▶ **TO DO**:
- a) Using the passage on sampling in the Great Whale River region, answer these questions:
(i) On which dates were the surface waters sampled?
(ii) Which three tributaries of the Great Whale River were sampled?
(iii) By what method were the pigments determined?
- b) Summarize the passage on sampling in the Great Whale River region in two sentences.
- c) Resume the passage on sampling in the Great Whale River region, picking up after its final sentence.

Northern terrestrial ecosystems are undergoing rapid transformation, potentially affecting the chemistry and microbial community structure in rivers flowing through them. From 2 to 10 August 2018, we sampled surface waters from the Great Whale River (GWR), three of its tributaries (Coats, Denys, and Kwakwatanikapistikw rivers), the GWR plume flowing into Hudson Bay, and the Sasapimakwananistikw River. This limnological and pigment dataset is complementary to an amplicon dataset (prokaryotes and microbial eukaryotes) available at the NCBI Sequence Read Archive (BioProject: PRJNA744875). It includes data for nutrients (total nitrogen and phosphorus, total dissolved nitrogen), carbon (dissolved organic and inorganic), dissolved organic carbon characterization (SUVA254, SR, a320, S289), cell abundance measured by flow cytometry, salinity, total suspended sediment concentration, and pigments determined by high-performance liquid chromatography.

▶ **DATASET SECTION**:
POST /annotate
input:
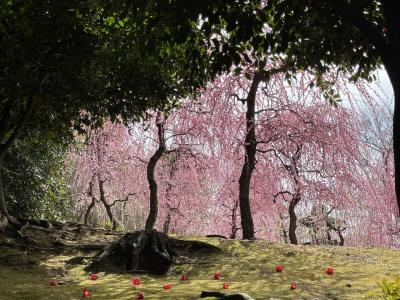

▶ **EXERCISE RESPONSES**:
- a)
(i) From 2 to 10 August 2018.
(ii) The Coats, Denys, and Kwakwatanikapistikw rivers.
(iii) By high-performance liquid chromatography.

- b) From 2 to 10 August 2018, surface waters were sampled from the Great Whale River, three of its tributaries, its plume flowing into Hudson Bay, and the Sasapimakwananistikw River. The resulting limnological and pigment dataset complements an amplicon dataset at the NCBI Sequence Read Archive and covers nutrients, carbon, dissolved organic carbon characterization, abundance measured by flow cytometry, salinity, total suspended sediment concentration, and pigments.

- c)
Data citation

Blais, M.A., Matveev, A., Vincent, W.F. 2021. Limnological and pigment data from the Great Whale River and surrounding surface waters., v. 1 (2018-2018). Nordicana D92, doi: 10.5885/45741CE-38138EC6C8E849AD.

Location map


Key references

Blais, M.-A., Matveev, A., Lovejoy, C, and Vincent, W.F. 2021. Microbiome structure in subarctic rivers passing through degrading permafrost catchments to the sea. (under review).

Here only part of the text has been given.